### Your instructions
Copy every record below exactly as it stands.

Stored data entries
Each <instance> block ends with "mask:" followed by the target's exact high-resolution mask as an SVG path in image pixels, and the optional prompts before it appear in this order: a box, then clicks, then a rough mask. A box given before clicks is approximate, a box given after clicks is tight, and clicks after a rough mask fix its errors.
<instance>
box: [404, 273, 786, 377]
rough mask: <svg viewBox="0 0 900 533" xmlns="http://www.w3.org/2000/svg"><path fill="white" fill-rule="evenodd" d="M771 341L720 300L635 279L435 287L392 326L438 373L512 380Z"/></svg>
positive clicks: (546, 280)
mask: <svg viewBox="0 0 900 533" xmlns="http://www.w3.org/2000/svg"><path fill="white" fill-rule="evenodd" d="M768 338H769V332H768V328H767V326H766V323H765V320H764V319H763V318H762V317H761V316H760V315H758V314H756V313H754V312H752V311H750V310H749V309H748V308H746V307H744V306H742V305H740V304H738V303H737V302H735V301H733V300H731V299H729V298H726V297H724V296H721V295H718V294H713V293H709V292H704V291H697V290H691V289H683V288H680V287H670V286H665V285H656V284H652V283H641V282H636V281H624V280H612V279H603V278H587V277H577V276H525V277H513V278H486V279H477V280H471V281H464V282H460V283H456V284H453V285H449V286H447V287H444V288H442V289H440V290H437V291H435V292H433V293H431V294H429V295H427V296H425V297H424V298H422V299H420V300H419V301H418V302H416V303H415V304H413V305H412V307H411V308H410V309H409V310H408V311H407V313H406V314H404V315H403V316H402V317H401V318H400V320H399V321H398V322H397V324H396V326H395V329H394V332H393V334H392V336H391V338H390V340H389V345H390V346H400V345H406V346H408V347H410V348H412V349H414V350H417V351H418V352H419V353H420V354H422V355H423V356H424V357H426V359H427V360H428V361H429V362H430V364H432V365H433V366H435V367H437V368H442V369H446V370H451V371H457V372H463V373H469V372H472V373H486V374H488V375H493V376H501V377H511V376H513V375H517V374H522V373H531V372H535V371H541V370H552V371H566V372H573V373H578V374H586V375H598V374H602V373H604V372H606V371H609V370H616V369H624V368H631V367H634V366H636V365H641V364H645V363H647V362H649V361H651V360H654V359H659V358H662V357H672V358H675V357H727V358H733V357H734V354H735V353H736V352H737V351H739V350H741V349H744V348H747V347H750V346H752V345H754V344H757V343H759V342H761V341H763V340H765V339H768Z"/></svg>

### Written solution
Each <instance> block ends with "mask:" followed by the target's exact high-resolution mask as an SVG path in image pixels, and the optional prompts before it appear in this order: a box, then clicks, then a rough mask. A box given before clicks is approximate, a box given after clicks is tight, and clicks after a rough mask fix its errors.
<instance>
box: [404, 273, 786, 377]
rough mask: <svg viewBox="0 0 900 533" xmlns="http://www.w3.org/2000/svg"><path fill="white" fill-rule="evenodd" d="M771 341L720 300L635 279L435 287L392 326L438 373L512 380Z"/></svg>
positive clicks: (546, 280)
mask: <svg viewBox="0 0 900 533" xmlns="http://www.w3.org/2000/svg"><path fill="white" fill-rule="evenodd" d="M768 338H769V332H768V328H767V326H766V323H765V320H764V319H763V318H762V317H761V316H760V315H758V314H756V313H754V312H752V311H750V310H749V309H748V308H746V307H744V306H742V305H740V304H738V303H737V302H735V301H733V300H731V299H729V298H726V297H724V296H721V295H718V294H713V293H709V292H704V291H697V290H691V289H683V288H680V287H670V286H665V285H656V284H652V283H641V282H636V281H624V280H612V279H603V278H587V277H577V276H525V277H513V278H486V279H477V280H471V281H464V282H460V283H456V284H453V285H449V286H447V287H444V288H442V289H440V290H437V291H435V292H433V293H431V294H429V295H427V296H425V297H424V298H422V299H420V300H419V301H418V302H416V303H415V304H413V305H412V307H411V308H410V309H409V310H408V311H407V313H406V314H404V315H403V316H402V317H401V318H400V320H399V321H398V322H397V324H396V326H395V329H394V332H393V334H392V336H391V338H390V340H389V345H390V346H400V345H406V346H408V347H410V348H412V349H414V350H417V351H418V352H419V353H420V354H422V355H423V356H424V357H426V359H427V360H428V361H429V362H430V364H432V365H433V366H435V367H437V368H442V369H446V370H451V371H457V372H463V373H469V372H472V373H486V374H488V375H493V376H501V377H511V376H513V375H517V374H522V373H531V372H535V371H541V370H552V371H566V372H573V373H578V374H586V375H598V374H602V373H604V372H606V371H609V370H616V369H624V368H631V367H634V366H636V365H641V364H645V363H647V362H649V361H651V360H654V359H659V358H662V357H672V358H675V357H727V358H733V357H734V354H735V353H736V352H737V351H739V350H741V349H744V348H747V347H750V346H752V345H754V344H757V343H759V342H761V341H763V340H765V339H768Z"/></svg>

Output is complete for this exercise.